[Position identification records]
[BEGIN]
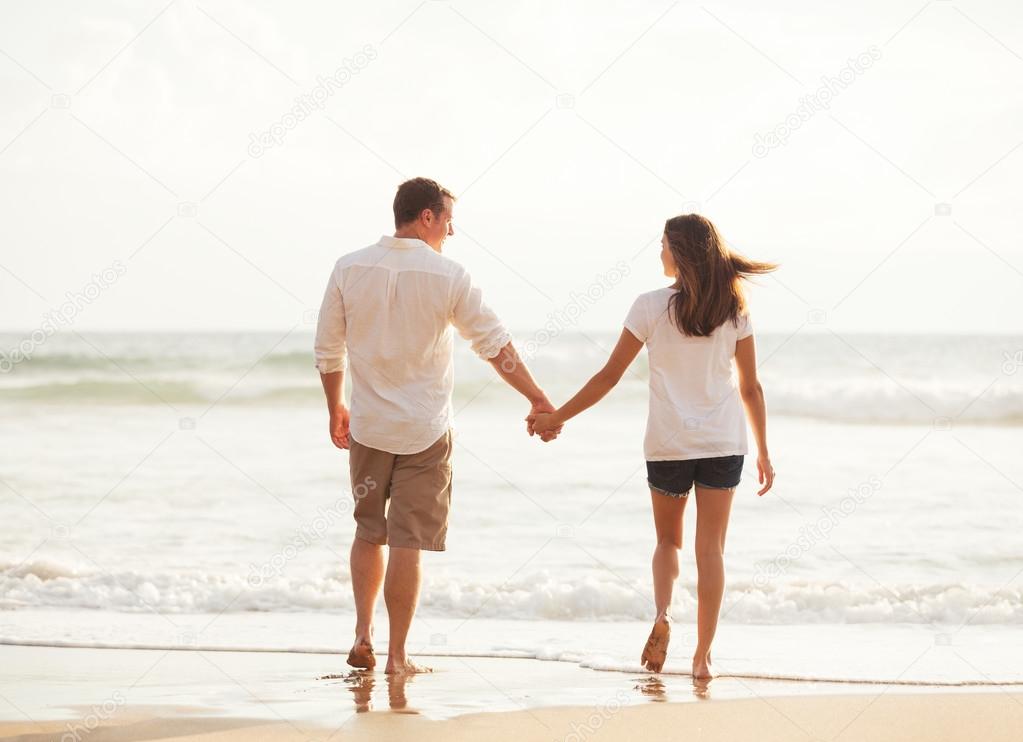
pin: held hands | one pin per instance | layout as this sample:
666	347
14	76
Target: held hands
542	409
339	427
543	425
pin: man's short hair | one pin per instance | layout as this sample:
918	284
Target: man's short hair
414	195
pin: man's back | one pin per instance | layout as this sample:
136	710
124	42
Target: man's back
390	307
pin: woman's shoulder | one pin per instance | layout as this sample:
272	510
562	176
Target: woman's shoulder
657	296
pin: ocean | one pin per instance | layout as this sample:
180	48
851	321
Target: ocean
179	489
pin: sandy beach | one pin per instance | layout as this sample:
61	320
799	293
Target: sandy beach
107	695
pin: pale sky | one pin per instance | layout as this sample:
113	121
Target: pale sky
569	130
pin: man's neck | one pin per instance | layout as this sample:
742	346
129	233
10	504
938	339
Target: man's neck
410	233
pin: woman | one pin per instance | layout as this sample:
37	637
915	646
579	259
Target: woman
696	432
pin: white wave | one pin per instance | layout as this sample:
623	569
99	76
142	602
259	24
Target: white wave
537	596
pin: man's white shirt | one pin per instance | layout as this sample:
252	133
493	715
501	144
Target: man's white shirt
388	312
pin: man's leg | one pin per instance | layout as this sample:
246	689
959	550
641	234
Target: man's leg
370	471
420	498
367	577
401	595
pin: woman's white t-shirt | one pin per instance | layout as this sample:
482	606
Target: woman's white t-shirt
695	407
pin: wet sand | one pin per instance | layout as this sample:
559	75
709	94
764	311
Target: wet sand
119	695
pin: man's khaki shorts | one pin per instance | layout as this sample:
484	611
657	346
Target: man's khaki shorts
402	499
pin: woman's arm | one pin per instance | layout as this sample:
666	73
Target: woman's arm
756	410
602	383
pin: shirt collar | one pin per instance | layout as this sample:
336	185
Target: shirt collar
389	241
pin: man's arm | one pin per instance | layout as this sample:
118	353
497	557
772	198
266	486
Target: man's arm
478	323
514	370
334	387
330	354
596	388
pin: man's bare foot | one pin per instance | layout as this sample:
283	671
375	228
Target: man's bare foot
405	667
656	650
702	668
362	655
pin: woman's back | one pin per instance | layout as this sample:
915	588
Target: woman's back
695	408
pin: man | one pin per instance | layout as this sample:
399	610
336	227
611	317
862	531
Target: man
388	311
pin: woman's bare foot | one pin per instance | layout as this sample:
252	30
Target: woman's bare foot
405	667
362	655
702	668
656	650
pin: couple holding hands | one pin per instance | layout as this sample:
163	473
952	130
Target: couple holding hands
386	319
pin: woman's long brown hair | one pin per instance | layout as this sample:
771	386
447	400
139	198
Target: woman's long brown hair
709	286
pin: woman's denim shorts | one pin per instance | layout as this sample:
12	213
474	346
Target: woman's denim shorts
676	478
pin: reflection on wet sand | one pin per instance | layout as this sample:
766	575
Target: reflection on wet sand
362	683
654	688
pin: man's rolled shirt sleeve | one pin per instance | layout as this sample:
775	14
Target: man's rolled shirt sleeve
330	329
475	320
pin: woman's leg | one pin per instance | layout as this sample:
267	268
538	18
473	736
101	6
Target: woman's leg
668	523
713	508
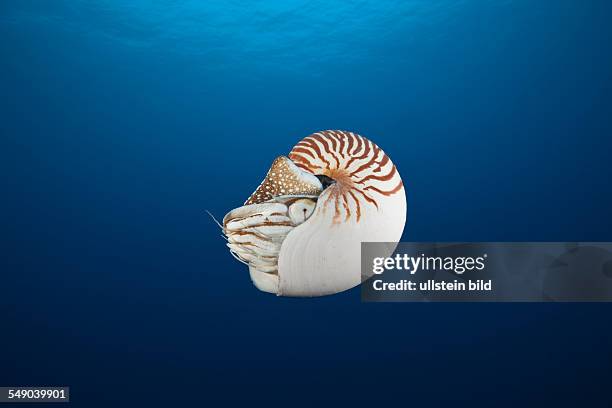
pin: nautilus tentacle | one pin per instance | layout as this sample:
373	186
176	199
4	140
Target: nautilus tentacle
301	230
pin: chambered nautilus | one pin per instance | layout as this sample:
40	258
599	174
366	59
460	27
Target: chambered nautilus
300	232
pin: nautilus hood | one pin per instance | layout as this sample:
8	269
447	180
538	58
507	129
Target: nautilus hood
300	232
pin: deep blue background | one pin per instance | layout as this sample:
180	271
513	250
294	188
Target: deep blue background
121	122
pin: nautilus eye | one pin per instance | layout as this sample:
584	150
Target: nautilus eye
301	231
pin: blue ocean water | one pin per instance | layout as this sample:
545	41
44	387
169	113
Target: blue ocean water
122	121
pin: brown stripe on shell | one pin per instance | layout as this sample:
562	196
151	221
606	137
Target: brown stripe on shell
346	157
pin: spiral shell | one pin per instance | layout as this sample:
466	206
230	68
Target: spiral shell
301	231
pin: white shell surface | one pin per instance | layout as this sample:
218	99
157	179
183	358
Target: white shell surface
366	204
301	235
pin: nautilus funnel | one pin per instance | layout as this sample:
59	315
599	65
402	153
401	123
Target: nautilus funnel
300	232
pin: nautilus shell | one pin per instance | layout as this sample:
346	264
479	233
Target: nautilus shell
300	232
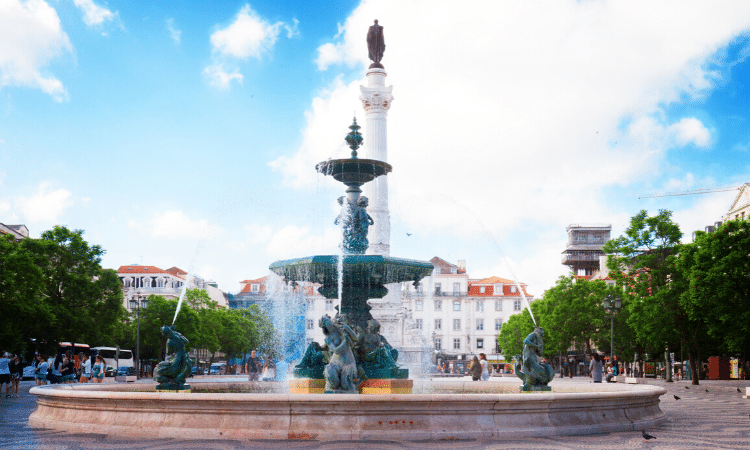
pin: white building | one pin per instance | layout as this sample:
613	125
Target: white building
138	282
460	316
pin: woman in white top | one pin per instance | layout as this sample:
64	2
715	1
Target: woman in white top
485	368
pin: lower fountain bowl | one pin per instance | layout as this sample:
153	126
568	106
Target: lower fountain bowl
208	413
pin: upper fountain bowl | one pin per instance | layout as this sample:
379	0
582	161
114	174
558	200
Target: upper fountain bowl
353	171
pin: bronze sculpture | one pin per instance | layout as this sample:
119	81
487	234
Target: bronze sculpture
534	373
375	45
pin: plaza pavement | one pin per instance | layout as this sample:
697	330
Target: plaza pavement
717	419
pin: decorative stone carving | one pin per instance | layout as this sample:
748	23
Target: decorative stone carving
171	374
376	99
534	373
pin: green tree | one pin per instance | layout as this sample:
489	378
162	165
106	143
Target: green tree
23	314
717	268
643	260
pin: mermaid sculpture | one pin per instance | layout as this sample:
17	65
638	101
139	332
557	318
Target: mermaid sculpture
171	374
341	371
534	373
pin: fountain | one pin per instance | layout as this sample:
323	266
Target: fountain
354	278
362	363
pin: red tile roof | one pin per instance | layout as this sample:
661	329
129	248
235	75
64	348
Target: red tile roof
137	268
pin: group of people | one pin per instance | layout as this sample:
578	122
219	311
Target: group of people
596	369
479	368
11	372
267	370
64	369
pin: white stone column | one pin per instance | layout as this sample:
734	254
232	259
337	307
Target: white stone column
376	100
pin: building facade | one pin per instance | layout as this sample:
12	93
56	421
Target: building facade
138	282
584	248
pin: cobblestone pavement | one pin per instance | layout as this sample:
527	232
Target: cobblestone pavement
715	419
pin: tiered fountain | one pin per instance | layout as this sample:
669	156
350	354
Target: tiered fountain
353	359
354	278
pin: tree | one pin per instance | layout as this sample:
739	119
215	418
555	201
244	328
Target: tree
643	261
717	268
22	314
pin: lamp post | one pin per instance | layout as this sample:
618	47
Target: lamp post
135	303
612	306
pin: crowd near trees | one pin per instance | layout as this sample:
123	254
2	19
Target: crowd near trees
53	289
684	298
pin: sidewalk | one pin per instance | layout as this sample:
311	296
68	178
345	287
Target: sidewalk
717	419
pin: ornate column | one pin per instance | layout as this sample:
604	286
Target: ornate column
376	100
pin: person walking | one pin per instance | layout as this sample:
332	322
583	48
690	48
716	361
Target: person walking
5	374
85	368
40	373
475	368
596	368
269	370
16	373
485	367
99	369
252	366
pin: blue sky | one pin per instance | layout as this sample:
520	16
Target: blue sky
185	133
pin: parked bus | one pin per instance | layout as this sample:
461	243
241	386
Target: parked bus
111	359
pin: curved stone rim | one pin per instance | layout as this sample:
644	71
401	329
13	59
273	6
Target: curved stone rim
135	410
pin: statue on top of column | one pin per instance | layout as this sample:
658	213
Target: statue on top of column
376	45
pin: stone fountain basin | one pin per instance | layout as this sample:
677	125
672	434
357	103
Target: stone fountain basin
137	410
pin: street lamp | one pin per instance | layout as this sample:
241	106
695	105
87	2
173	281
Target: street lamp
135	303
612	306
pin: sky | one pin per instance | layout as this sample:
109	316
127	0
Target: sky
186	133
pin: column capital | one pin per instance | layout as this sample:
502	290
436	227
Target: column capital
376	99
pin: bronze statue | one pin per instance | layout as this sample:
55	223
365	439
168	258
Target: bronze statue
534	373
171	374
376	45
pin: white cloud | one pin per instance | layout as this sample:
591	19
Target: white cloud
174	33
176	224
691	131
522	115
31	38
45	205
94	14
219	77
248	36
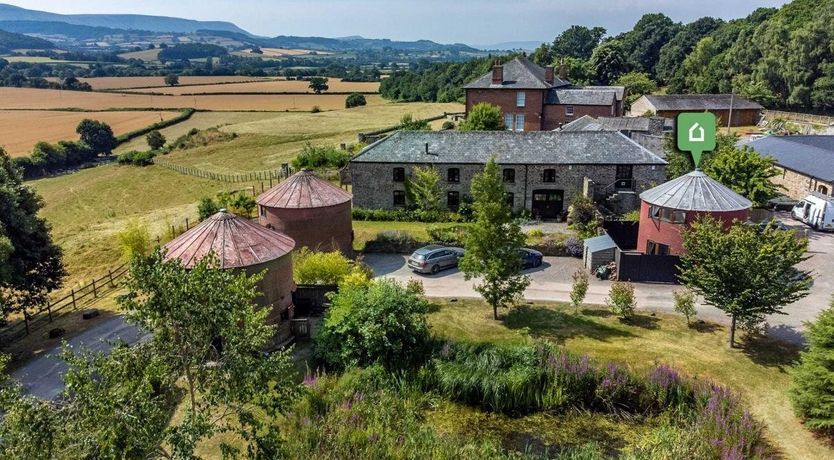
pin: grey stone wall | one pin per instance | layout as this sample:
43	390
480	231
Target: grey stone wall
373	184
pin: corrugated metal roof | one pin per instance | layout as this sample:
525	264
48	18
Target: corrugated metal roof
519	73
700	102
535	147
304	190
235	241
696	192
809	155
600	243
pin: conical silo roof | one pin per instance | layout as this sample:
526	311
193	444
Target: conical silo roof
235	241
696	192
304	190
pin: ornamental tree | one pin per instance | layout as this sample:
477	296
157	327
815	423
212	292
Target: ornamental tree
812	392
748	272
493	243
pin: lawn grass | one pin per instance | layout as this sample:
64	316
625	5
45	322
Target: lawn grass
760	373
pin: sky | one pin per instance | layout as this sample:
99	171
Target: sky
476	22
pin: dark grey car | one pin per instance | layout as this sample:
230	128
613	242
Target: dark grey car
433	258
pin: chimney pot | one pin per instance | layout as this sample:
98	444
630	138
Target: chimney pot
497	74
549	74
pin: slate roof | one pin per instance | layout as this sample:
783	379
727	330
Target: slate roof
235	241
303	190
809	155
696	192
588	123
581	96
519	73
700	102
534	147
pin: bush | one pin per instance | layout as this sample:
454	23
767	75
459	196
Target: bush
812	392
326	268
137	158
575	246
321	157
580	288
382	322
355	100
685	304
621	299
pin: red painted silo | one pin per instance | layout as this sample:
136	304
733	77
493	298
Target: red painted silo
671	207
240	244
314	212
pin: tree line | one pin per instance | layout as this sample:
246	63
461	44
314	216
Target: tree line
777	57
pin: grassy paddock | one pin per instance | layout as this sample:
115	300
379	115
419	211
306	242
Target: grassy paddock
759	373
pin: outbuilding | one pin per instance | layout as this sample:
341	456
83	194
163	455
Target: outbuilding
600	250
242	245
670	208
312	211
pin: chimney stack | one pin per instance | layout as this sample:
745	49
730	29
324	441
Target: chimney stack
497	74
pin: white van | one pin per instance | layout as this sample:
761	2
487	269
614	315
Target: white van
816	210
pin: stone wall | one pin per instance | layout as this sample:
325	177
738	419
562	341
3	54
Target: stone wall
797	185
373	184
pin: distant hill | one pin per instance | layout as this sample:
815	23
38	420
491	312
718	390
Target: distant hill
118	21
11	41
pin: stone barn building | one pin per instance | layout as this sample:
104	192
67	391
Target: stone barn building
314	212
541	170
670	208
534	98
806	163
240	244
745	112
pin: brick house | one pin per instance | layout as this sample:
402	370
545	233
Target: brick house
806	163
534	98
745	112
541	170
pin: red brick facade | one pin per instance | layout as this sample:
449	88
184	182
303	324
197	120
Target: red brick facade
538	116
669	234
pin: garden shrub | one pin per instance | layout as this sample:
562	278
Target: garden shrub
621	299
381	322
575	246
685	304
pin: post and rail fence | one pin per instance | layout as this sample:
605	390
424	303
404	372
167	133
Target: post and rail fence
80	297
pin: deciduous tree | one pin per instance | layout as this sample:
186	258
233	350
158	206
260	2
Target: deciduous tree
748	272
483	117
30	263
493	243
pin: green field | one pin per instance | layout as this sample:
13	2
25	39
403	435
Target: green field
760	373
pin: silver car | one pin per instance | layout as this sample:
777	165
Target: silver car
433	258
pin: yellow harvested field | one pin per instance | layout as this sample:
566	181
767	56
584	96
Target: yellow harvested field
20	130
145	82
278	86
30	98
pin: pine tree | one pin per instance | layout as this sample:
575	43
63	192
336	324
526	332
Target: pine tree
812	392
[END]
What needs duplicating is the run of lines from the one containing "pin: garden shrub" through the last line of the entries above, exact and complete.

- [Solution for this problem]
pin: garden shrub | one pin per instance | layout as this sample:
562	278
Target: garden shrub
621	299
381	322
575	246
685	304
pin: post and rail fence | one pin per instance | layout as this sample:
605	390
424	303
404	372
167	133
Target: post and rail fence
80	297
pin: deciduous tree | one pin per instance | layout as this sample:
186	258
233	350
158	206
260	2
Target: deciduous tree
748	272
483	117
30	263
493	243
pin: green field | one pin per instance | layout as this sample:
13	2
25	39
403	435
Target: green field
760	373
pin: silver car | one pin per instance | layout as this sample:
777	165
Target: silver car
433	258
pin: yellow harvested field | one pin per instance | layout as this sample:
566	181
767	56
584	96
Target: yellow harvested field
20	130
145	82
278	86
30	98
pin: pine tree | one pin per instance | layout as this sample:
575	43
63	192
336	324
526	332
Target: pine tree
812	392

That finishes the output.